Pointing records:
········

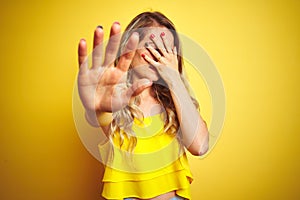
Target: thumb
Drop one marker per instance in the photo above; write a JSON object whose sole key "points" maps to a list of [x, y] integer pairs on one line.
{"points": [[138, 87]]}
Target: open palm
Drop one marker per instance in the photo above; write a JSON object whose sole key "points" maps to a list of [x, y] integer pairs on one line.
{"points": [[98, 85]]}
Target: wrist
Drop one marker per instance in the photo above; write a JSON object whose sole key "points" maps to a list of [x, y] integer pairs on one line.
{"points": [[104, 118]]}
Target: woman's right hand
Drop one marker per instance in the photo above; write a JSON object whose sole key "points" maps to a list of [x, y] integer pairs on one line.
{"points": [[97, 85]]}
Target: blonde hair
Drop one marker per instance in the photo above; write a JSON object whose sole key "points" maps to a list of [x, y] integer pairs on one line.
{"points": [[123, 119]]}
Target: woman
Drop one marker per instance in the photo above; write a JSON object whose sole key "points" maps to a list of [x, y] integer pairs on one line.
{"points": [[139, 97]]}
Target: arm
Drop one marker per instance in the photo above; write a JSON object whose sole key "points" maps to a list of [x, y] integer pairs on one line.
{"points": [[193, 127]]}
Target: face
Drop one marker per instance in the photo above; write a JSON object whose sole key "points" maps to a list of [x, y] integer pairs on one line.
{"points": [[140, 67]]}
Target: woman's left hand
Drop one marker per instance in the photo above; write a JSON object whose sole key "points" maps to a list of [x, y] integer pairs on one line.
{"points": [[164, 58]]}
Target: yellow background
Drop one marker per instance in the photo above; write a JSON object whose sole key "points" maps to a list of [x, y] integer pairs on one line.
{"points": [[254, 44]]}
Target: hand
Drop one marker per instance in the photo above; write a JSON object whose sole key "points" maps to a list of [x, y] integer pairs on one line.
{"points": [[165, 56], [97, 84]]}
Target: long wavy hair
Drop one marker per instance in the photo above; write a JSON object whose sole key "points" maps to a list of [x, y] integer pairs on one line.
{"points": [[124, 118]]}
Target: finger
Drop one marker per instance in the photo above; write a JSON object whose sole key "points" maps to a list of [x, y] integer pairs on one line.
{"points": [[137, 87], [175, 51], [150, 60], [158, 42], [166, 42], [113, 44], [82, 55], [98, 47], [128, 54], [154, 52]]}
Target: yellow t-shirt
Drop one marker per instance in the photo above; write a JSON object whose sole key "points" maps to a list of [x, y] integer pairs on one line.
{"points": [[156, 166]]}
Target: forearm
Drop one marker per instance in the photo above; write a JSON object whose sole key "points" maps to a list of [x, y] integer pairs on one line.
{"points": [[193, 127]]}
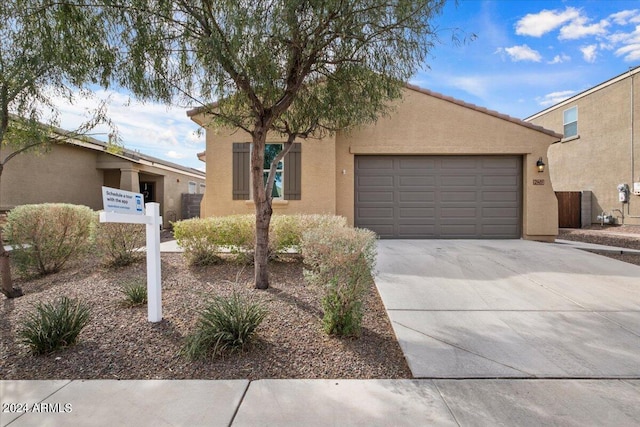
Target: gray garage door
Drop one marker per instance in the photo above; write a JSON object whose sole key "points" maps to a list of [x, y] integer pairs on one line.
{"points": [[458, 197]]}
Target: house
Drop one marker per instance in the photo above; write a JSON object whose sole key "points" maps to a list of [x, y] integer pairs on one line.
{"points": [[599, 149], [436, 167], [75, 169]]}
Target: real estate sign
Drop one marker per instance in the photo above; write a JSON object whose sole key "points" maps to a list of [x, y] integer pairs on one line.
{"points": [[121, 201]]}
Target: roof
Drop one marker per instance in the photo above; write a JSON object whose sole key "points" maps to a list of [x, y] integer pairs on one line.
{"points": [[195, 111], [130, 155], [632, 71], [484, 110]]}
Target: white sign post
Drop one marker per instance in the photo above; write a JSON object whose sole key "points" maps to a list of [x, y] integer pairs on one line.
{"points": [[117, 205]]}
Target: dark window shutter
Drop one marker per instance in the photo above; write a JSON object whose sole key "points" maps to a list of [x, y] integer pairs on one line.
{"points": [[241, 153], [293, 173]]}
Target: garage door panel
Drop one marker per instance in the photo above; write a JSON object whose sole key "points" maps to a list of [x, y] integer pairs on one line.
{"points": [[500, 196], [455, 213], [499, 162], [375, 181], [449, 195], [458, 162], [458, 181], [416, 196], [372, 196], [500, 212], [416, 212], [412, 162], [439, 196], [500, 180], [416, 181]]}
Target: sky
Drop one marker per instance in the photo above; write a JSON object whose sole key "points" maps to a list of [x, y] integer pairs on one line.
{"points": [[517, 57]]}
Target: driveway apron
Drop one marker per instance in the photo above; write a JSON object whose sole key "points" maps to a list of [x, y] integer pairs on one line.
{"points": [[510, 309]]}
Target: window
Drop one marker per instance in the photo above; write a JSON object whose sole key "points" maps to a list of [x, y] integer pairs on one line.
{"points": [[271, 151], [570, 122]]}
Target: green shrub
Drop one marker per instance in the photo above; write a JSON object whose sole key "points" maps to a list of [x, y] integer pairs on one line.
{"points": [[198, 239], [225, 324], [135, 293], [46, 236], [341, 260], [120, 243], [54, 325]]}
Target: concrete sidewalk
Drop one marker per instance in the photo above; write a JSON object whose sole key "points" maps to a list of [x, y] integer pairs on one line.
{"points": [[321, 403], [510, 309]]}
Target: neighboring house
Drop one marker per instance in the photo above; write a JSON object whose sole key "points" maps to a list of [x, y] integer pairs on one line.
{"points": [[600, 149], [436, 167], [75, 170]]}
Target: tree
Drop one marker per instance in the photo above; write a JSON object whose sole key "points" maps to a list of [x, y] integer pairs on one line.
{"points": [[45, 51], [296, 67]]}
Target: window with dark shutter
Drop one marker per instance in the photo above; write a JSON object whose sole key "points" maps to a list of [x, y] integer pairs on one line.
{"points": [[241, 153], [293, 173]]}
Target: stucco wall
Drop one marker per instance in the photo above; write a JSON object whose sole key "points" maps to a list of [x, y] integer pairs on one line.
{"points": [[65, 174], [423, 124], [72, 174], [601, 157]]}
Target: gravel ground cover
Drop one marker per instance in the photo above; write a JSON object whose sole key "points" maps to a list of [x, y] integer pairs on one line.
{"points": [[626, 236], [119, 343]]}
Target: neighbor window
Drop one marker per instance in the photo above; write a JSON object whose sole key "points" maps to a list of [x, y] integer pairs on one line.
{"points": [[570, 121]]}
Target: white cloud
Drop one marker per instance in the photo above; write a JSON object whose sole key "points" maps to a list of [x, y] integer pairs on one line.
{"points": [[626, 17], [538, 24], [630, 52], [589, 53], [522, 53], [153, 129], [559, 59], [578, 29], [554, 97]]}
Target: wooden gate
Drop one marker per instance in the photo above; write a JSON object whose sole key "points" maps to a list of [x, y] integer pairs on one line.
{"points": [[569, 206]]}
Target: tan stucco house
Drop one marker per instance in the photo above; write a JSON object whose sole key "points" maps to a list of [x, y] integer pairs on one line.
{"points": [[436, 167], [74, 170], [600, 148]]}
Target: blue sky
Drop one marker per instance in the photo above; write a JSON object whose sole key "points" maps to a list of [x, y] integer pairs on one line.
{"points": [[527, 55]]}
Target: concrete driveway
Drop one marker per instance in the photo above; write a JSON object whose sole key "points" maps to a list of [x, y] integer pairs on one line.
{"points": [[510, 309]]}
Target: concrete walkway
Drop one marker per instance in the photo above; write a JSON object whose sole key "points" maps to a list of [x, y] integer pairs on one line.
{"points": [[321, 403], [502, 333]]}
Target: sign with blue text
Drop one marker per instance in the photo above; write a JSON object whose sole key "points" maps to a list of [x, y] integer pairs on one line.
{"points": [[121, 201]]}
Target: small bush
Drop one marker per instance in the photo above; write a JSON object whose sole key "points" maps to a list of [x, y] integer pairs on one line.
{"points": [[135, 293], [225, 324], [54, 325], [120, 243], [341, 260], [46, 236]]}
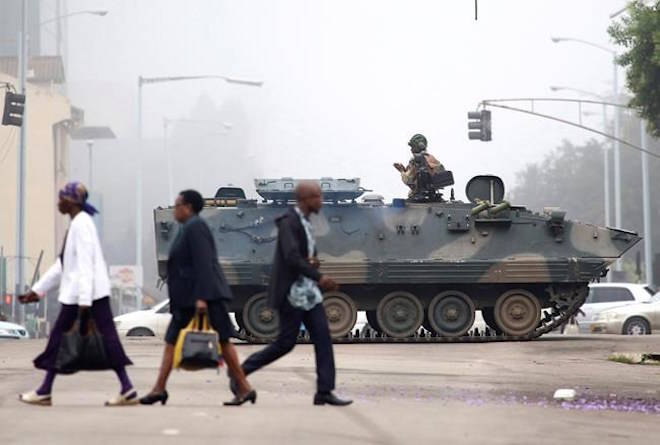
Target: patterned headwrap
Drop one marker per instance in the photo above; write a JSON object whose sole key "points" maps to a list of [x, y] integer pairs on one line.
{"points": [[76, 192]]}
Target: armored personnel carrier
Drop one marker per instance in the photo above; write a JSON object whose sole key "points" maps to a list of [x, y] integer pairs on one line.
{"points": [[410, 264]]}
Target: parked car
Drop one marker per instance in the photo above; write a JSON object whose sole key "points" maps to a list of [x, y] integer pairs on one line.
{"points": [[634, 319], [13, 331], [603, 296], [146, 323]]}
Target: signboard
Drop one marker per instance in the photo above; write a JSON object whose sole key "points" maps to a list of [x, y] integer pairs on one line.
{"points": [[126, 283]]}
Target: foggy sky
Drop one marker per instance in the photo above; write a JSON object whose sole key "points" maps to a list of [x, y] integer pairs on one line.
{"points": [[346, 82], [346, 85]]}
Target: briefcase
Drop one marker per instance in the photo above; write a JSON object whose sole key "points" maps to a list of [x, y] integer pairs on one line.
{"points": [[197, 346]]}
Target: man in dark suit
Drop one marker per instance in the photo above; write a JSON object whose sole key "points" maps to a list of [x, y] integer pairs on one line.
{"points": [[292, 265], [196, 284]]}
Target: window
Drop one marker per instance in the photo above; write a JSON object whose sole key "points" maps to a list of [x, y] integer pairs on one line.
{"points": [[609, 295]]}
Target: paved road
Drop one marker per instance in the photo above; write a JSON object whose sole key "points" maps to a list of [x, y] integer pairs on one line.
{"points": [[405, 394]]}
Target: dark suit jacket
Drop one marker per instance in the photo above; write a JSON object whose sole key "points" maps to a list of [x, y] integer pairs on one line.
{"points": [[291, 258], [193, 272]]}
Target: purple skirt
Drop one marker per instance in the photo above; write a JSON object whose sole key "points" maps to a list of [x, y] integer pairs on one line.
{"points": [[104, 324]]}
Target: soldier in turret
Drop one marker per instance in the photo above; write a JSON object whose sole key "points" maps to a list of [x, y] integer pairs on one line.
{"points": [[421, 167]]}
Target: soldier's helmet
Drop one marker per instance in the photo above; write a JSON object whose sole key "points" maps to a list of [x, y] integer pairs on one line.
{"points": [[418, 143]]}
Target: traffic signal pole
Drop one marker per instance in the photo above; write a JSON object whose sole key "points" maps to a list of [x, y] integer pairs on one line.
{"points": [[20, 186]]}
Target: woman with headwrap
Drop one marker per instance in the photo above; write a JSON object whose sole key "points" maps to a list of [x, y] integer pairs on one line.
{"points": [[82, 276]]}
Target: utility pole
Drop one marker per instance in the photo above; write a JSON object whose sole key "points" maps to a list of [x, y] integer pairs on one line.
{"points": [[617, 155], [646, 204], [20, 186]]}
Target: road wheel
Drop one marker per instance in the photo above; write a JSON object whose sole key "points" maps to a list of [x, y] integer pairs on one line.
{"points": [[140, 332], [488, 314], [517, 312], [373, 320], [399, 314], [260, 320], [451, 313], [341, 313], [636, 326]]}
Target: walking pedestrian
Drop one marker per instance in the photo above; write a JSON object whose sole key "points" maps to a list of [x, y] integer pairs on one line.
{"points": [[196, 284], [82, 276], [294, 292]]}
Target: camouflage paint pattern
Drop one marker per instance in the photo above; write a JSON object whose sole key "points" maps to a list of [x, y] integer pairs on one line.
{"points": [[422, 248]]}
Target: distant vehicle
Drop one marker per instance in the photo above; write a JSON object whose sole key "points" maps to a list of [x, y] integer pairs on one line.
{"points": [[13, 331], [634, 319], [147, 323], [603, 296]]}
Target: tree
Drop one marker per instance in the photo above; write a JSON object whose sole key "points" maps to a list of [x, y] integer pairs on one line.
{"points": [[639, 34]]}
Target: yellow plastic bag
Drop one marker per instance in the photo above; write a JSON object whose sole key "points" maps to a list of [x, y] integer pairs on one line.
{"points": [[198, 329]]}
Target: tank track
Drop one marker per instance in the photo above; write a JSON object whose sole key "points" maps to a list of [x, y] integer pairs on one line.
{"points": [[565, 304]]}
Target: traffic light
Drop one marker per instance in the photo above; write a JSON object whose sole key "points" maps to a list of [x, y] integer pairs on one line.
{"points": [[14, 109], [479, 125]]}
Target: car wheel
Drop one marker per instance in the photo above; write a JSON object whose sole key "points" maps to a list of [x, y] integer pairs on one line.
{"points": [[140, 332], [636, 326]]}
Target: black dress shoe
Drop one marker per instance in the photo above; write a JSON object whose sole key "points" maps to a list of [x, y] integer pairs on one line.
{"points": [[238, 401], [233, 384], [154, 397], [323, 398]]}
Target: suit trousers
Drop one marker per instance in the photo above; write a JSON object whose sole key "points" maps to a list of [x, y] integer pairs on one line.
{"points": [[317, 324]]}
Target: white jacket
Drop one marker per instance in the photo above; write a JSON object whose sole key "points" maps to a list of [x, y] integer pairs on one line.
{"points": [[84, 276]]}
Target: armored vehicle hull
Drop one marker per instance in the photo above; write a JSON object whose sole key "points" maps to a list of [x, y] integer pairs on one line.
{"points": [[415, 264]]}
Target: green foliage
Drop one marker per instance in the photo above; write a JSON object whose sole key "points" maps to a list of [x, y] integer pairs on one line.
{"points": [[639, 34]]}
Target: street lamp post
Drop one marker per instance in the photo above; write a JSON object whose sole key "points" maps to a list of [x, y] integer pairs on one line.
{"points": [[617, 145], [20, 186], [90, 135], [139, 181], [646, 204], [168, 156], [58, 19], [606, 158]]}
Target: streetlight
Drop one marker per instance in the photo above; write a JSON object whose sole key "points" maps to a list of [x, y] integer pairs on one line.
{"points": [[147, 81], [606, 161], [90, 135], [226, 126], [617, 146], [58, 19]]}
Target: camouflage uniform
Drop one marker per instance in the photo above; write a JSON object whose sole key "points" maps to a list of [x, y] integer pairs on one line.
{"points": [[409, 175]]}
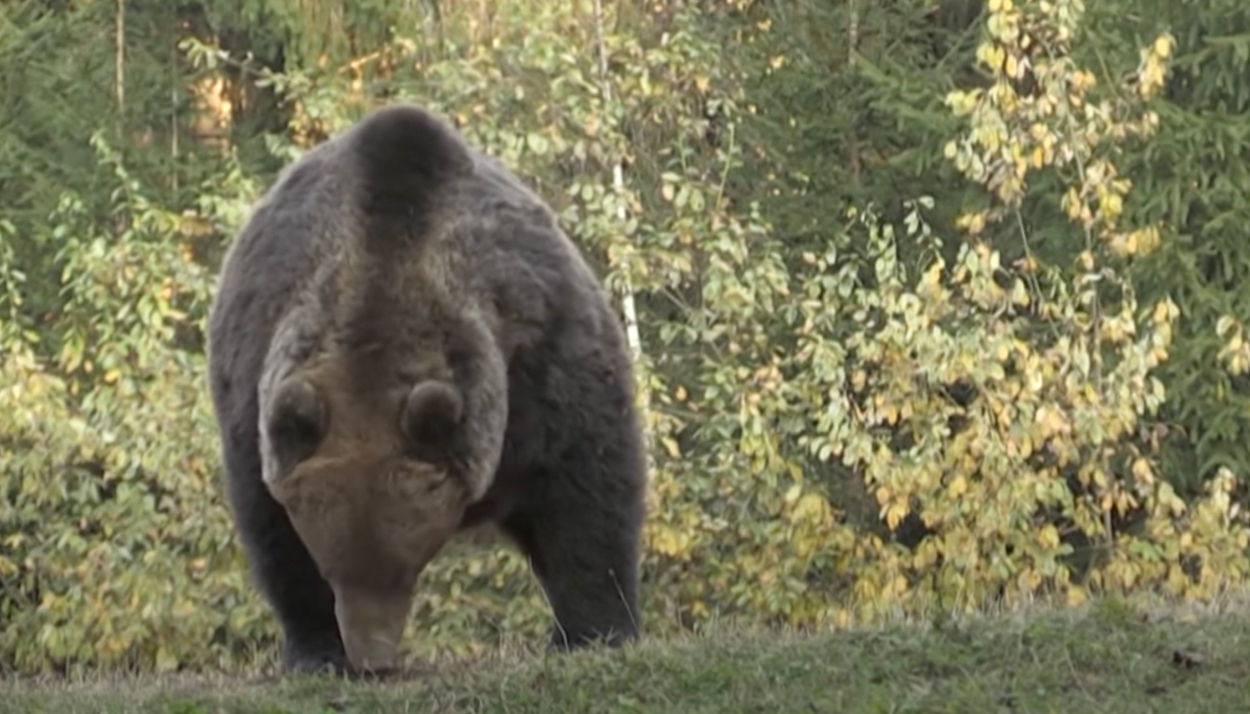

········

#### What the exercise asks:
Please pull out every line of the data above that contains the string "hair", copying each line in full. Case counts.

#### The reply:
Target: blonde hair
Target: long wavy hair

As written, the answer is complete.